* [Written problem] Rewrite the rows below with "pixel coordinates" changed to "image coordinates" everywhere, keeping everything else the same. Leave the pictures out of your answer.

Pointing records:
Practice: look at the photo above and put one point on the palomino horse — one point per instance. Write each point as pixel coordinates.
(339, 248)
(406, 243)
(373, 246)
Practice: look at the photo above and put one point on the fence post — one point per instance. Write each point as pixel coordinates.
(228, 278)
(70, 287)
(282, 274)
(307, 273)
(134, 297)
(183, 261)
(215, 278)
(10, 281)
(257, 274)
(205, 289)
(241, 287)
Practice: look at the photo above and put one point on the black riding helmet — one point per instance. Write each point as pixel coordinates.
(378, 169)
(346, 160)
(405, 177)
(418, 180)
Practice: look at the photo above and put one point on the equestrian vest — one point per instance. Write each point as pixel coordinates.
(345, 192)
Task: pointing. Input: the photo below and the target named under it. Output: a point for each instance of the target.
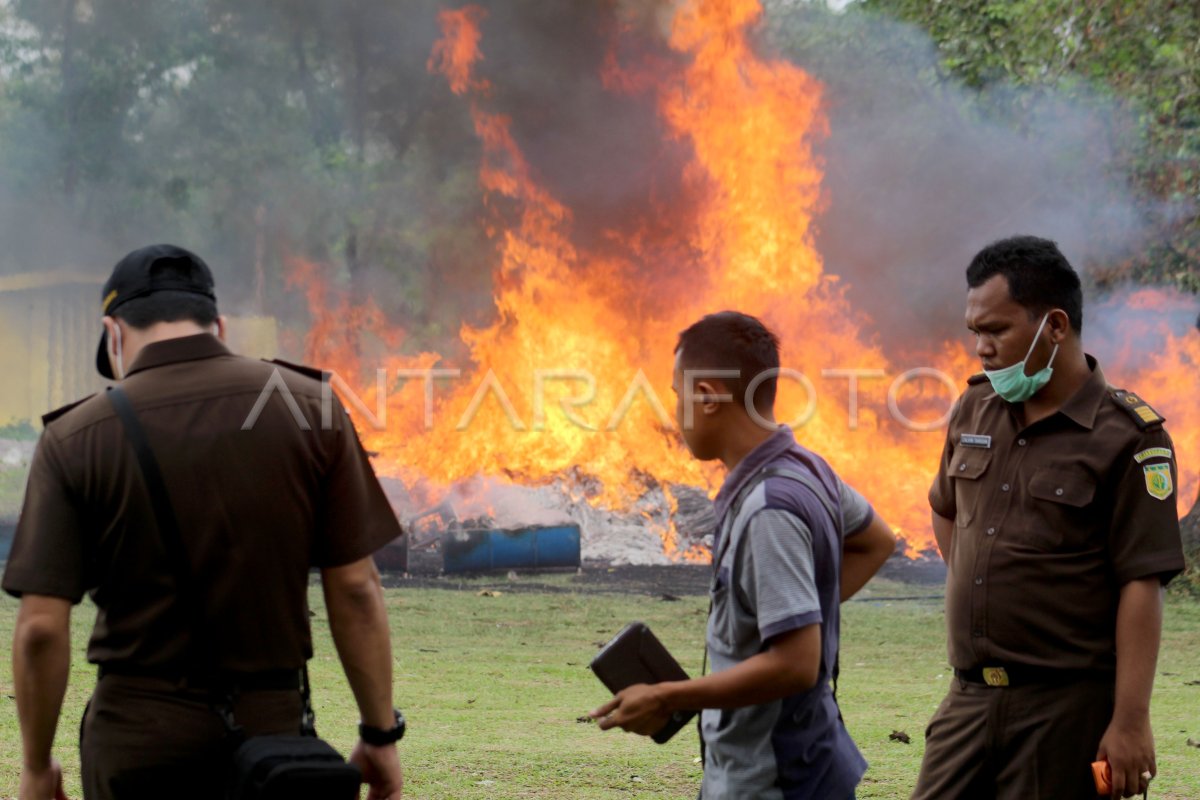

* [In response]
Practice: look at the photo above and put one point on the palomino horse — one point per instance. Write each point as image coordinates.
(339, 248)
(406, 243)
(373, 246)
Practice: look at the photo above and put one point on the fence post — one point per instance. Write each point as image coordinates.
(228, 278)
(70, 287)
(282, 274)
(307, 273)
(134, 297)
(183, 261)
(215, 278)
(10, 281)
(257, 274)
(205, 289)
(241, 287)
Practice: look at the photo above and put one point on the black riding helmet — one point per instance. Write each point as image coordinates.
(378, 169)
(346, 160)
(405, 177)
(418, 180)
Practice: look at the photo above and put one point on the equestrian vest — one point per instance. Write each point as image coordinates.
(345, 192)
Task: pointing. Input: the photo below and the target named under it. Output: a point for each instance of the target.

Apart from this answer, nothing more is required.